##### Document segment
Saturday, November 12, 2011

The Archaic Lion from Miletos

What makes Miletos special?


Berlin StMus 1790 Length 1.76m.  Dated mid-6th century
In one of his earlier World of Art volumes, on Greek Sculpture: The Archaic Period (1978), John Boardman put Architectural Sculpture, then Reliefs, and last of all Animals and Monsters at the end of the book.  The lions, separately rendered, are usually guardians, whether of tombs or of sanctuaries.   Boardman says, "apparently one of a pair", because exhibited right beside this one is the more battered rear one-third of another just like this one.
The Archaic lion from Miletos is very large for a grave, perhaps, and unique in all respects, I think.  When my old cat comes in muddy to the skin and half exhausted from ill advised fighting, he settles on his rug after only a bite or two and a sip of water and rests for hours, mostly asleep.  That is what big cats, males, do in the savannahs, on all those nature shows of television.
##########
##### Information shown
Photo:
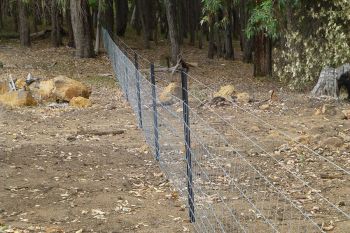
##########
Write the next part of the post on the Archaic lion from Miletos, starting after its final sentence.

» **Task output**
Face of Lion from Miletos
Why are all the lions from Egypt, beautiful as they are, so much less like real cats than this one?
Consider Tutankhamen's in the British Museum.  Consider the Corinthian lions in Boston and Copenhagen, figs. 207 and 208, in Boardman's GrSc: Archaic, a little earlier than the Miletos one and (for the reclining one) only one meter long, which Humfry Payne dated in Necorcorinthia (1931),  studying comparatively large sculpture together with metalwork and, of course, Corinthian black figure vases.  They are very Greek themselves, but almost as hieratic as Egyptian ones.  It is not that the Miletos lion is very realistic (but neither is the Late Classical one, which merely incorporates what Greek art had learned about nature in a couple of centuries and then stylizes the anger, as Pergamene sculpture will, and uses the formula for a lion's mane that is standard, too.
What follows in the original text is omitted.